» **Text segment**:
..........

Even if this were indeed a consequence of Sartre’s thought, it is self-evidently not the necessary or most obvious one. It’s clear that every understanding of a representational painting depends on a consciousness of the dichotomy between the painted image and its material substrate: that’s why a painting is not a hallucination, and why admirers of representational art acclaim the skill of a painter who conjures a vivid and telling resemblance. Does Sartre ignore the materiality of the art object? – he who proclaims that ‘the serious changes in all the arts are material first and the form comes last: it is the quintessence of matter’? But for consciousness to recognize a work of art, it has to form a mental representation of the physical thing – and this is the case whether or not the work itself depicts something.

..........

» **Material**:
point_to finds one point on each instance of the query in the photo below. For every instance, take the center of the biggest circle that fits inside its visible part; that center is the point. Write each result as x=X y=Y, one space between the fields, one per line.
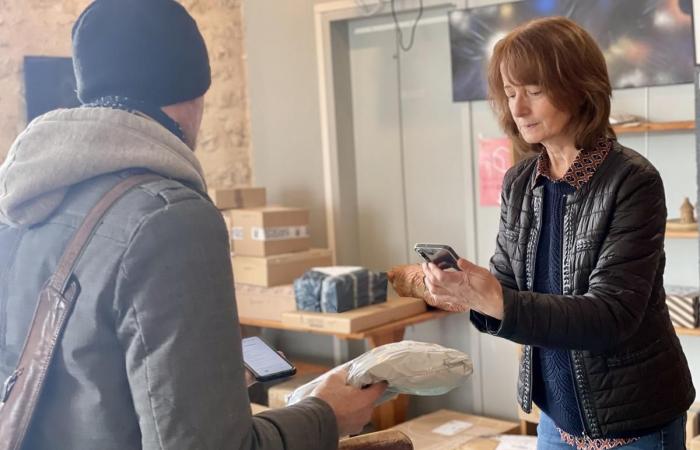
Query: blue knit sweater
x=553 y=386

..........

» **Required actions**:
1. In the passage on Sartre and art, what is given as the reason a painting is not a hallucination?
2. Find each occurrence of "material" or "materiality" in the passage on Sartre and art, and give the short phrase in which each appears.
3. Extend the passage on Sartre and art by a few sentences, starting right after its last sentence.

» **Exercise responses**:
1. Every understanding of a representational painting depends on a consciousness of the dichotomy between the painted image and its material substrate.

2.
- "its material substrate"
- "the materiality of the art object"
- "are material first"

3.
In any case, the artwork is subject to what Sartre calls ‘the great “irrealizing” function of consciousness’. It is only in my mind that a painting by Mondrian becomes a work of art, not on the wall. As Sartre writes of Lapoujade, though the statement counts for Sartre as a general truth, ‘the paths traced out by the painter for our eyes are paths that we must find and undertake to travel along; it is up to us to embrace these sudden expansions of colour, these condensings of matter; we must stir up echoes and rhythms’. Seeing the street grid or subway map of New York in Broadway Boogie Woogie is one way to do this, but so is seeing the painting as home to what Damisch calls ‘some more secret activity of consciousness, an activity by definition without assignable end’, such as Bois’s passion for finding the expression of a model or system – remember that he is from the generation that followed the path of which Foucault was one of the pioneers.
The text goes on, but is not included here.